§ **ZADANIE PISEMNE**
Zamień na listę numerowaną odcinek od wiersza zawierającego „column 4, row 26.” do wiersza zawierającego „column 246, row 50”, z oboma końcami włącznie. Pomiń puste wiersze.

[Pozycje wzięte ze zbioru]
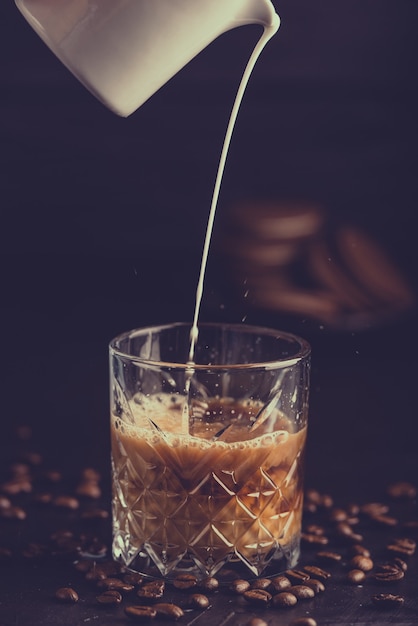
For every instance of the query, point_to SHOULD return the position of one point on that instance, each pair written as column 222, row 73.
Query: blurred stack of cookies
column 292, row 258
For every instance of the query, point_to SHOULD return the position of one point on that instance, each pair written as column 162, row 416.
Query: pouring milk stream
column 123, row 51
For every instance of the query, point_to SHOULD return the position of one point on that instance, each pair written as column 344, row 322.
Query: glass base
column 231, row 567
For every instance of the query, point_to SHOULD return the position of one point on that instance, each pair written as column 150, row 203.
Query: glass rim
column 302, row 354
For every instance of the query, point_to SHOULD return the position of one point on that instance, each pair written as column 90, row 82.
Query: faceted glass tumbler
column 207, row 457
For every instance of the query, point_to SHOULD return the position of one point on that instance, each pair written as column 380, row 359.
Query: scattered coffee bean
column 239, row 586
column 152, row 590
column 280, row 583
column 198, row 601
column 297, row 576
column 13, row 513
column 66, row 595
column 359, row 549
column 209, row 584
column 384, row 520
column 387, row 600
column 388, row 574
column 259, row 597
column 34, row 550
column 114, row 583
column 185, row 581
column 315, row 529
column 95, row 514
column 311, row 538
column 356, row 576
column 140, row 613
column 362, row 562
column 133, row 578
column 257, row 621
column 303, row 621
column 338, row 515
column 403, row 546
column 328, row 557
column 317, row 572
column 66, row 502
column 168, row 610
column 402, row 490
column 373, row 509
column 302, row 592
column 315, row 584
column 261, row 583
column 111, row 597
column 400, row 563
column 284, row 600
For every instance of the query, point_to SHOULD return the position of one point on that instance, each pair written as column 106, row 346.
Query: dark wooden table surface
column 102, row 223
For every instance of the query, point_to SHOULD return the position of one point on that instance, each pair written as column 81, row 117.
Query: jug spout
column 258, row 12
column 123, row 51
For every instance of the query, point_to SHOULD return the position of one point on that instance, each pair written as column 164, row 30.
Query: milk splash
column 268, row 33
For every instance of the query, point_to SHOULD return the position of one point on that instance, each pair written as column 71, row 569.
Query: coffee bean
column 66, row 502
column 17, row 486
column 400, row 563
column 387, row 600
column 310, row 538
column 133, row 578
column 317, row 572
column 83, row 566
column 114, row 583
column 359, row 549
column 257, row 621
column 259, row 597
column 372, row 509
column 13, row 513
column 95, row 514
column 185, row 581
column 328, row 557
column 356, row 576
column 198, row 601
column 209, row 584
column 303, row 621
column 402, row 546
column 239, row 586
column 168, row 610
column 284, row 600
column 388, row 573
column 34, row 550
column 353, row 509
column 384, row 520
column 315, row 529
column 152, row 590
column 317, row 585
column 89, row 489
column 297, row 576
column 110, row 597
column 66, row 595
column 140, row 613
column 302, row 592
column 280, row 583
column 362, row 562
column 261, row 583
column 402, row 490
column 338, row 515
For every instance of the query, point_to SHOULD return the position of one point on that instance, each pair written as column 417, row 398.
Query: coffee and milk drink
column 219, row 495
column 197, row 485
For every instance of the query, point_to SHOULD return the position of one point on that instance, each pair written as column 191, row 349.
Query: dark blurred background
column 103, row 218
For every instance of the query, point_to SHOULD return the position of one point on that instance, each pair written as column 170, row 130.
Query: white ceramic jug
column 123, row 51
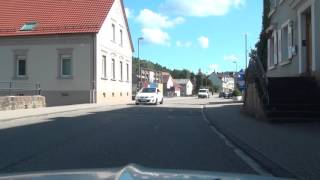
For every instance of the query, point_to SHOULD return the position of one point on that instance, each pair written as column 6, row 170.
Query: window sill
column 286, row 62
column 272, row 11
column 270, row 68
column 65, row 77
column 20, row 78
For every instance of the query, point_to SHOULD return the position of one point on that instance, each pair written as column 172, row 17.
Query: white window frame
column 273, row 7
column 113, row 32
column 104, row 67
column 113, row 68
column 21, row 58
column 62, row 58
column 127, row 66
column 287, row 25
column 121, row 37
column 121, row 70
column 273, row 57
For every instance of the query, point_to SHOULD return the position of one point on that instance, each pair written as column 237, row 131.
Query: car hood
column 133, row 172
column 146, row 94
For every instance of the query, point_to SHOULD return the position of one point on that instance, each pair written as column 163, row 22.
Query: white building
column 228, row 83
column 186, row 86
column 80, row 52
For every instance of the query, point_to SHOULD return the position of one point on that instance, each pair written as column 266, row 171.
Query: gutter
column 93, row 88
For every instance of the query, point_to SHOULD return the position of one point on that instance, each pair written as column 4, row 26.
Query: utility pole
column 140, row 78
column 246, row 50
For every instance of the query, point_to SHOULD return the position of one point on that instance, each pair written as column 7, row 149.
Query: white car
column 149, row 96
column 203, row 93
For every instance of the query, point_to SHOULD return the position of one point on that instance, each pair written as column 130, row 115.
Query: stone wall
column 253, row 103
column 21, row 102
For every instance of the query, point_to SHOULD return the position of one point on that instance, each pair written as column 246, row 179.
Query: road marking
column 246, row 158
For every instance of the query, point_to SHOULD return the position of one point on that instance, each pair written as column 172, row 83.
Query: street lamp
column 140, row 83
column 235, row 62
column 246, row 49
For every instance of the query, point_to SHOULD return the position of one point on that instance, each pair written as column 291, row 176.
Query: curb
column 268, row 164
column 57, row 112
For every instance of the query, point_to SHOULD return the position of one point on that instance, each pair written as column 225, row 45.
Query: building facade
column 294, row 38
column 74, row 63
column 186, row 86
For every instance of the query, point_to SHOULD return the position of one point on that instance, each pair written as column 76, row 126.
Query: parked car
column 149, row 96
column 203, row 93
column 228, row 95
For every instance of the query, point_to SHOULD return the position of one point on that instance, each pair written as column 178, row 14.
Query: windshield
column 148, row 90
column 211, row 85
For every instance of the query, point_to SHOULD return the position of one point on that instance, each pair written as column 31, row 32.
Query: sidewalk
column 292, row 148
column 26, row 113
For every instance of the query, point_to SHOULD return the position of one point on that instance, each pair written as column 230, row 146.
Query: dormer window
column 30, row 26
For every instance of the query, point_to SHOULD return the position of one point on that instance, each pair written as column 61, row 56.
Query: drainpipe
column 93, row 85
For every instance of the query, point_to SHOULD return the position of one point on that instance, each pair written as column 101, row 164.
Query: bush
column 237, row 93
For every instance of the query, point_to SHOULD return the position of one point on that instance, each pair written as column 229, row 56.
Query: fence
column 11, row 88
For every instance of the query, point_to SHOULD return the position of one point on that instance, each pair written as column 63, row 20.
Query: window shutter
column 279, row 45
column 275, row 48
column 290, row 42
column 269, row 53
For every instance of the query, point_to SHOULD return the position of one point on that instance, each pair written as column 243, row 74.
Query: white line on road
column 247, row 159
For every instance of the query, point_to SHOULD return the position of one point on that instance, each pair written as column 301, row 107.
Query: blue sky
column 193, row 34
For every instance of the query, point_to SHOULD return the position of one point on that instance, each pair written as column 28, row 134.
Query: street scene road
column 170, row 136
column 185, row 133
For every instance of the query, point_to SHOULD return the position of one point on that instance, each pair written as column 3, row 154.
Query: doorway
column 306, row 37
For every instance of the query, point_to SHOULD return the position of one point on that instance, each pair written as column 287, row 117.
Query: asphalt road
column 170, row 136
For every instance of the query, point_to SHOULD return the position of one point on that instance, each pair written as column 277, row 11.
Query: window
column 21, row 66
column 104, row 67
column 28, row 26
column 66, row 65
column 121, row 71
column 128, row 72
column 273, row 5
column 285, row 42
column 113, row 69
column 121, row 37
column 113, row 33
column 272, row 50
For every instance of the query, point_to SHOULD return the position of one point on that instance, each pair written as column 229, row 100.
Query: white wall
column 113, row 49
column 170, row 82
column 189, row 88
column 42, row 61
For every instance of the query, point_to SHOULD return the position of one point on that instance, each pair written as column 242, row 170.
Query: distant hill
column 176, row 73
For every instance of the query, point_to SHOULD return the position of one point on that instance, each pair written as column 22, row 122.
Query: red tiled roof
column 53, row 16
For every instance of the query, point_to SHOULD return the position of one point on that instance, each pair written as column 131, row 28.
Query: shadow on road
column 286, row 149
column 155, row 137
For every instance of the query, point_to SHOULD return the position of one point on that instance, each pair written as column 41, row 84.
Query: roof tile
column 53, row 16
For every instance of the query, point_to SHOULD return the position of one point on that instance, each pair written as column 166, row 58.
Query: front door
column 308, row 43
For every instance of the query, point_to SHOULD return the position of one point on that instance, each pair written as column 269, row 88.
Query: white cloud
column 201, row 8
column 182, row 44
column 204, row 42
column 129, row 13
column 150, row 19
column 214, row 67
column 231, row 58
column 156, row 36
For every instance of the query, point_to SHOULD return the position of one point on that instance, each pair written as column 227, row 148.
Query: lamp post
column 140, row 83
column 235, row 62
column 246, row 49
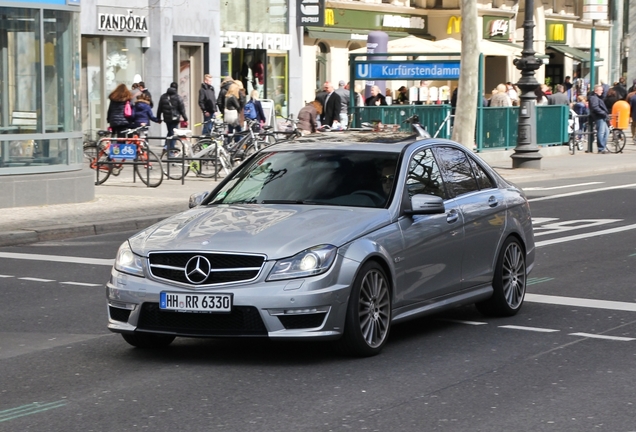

§ **ODPOWIEDŹ DO ZADANIA**
1. For every instance of the query, point_to SHOULD return the position of one point on that instance, each pair written as column 4, row 26.
2. Query: utility pole
3. column 140, row 78
4. column 246, row 50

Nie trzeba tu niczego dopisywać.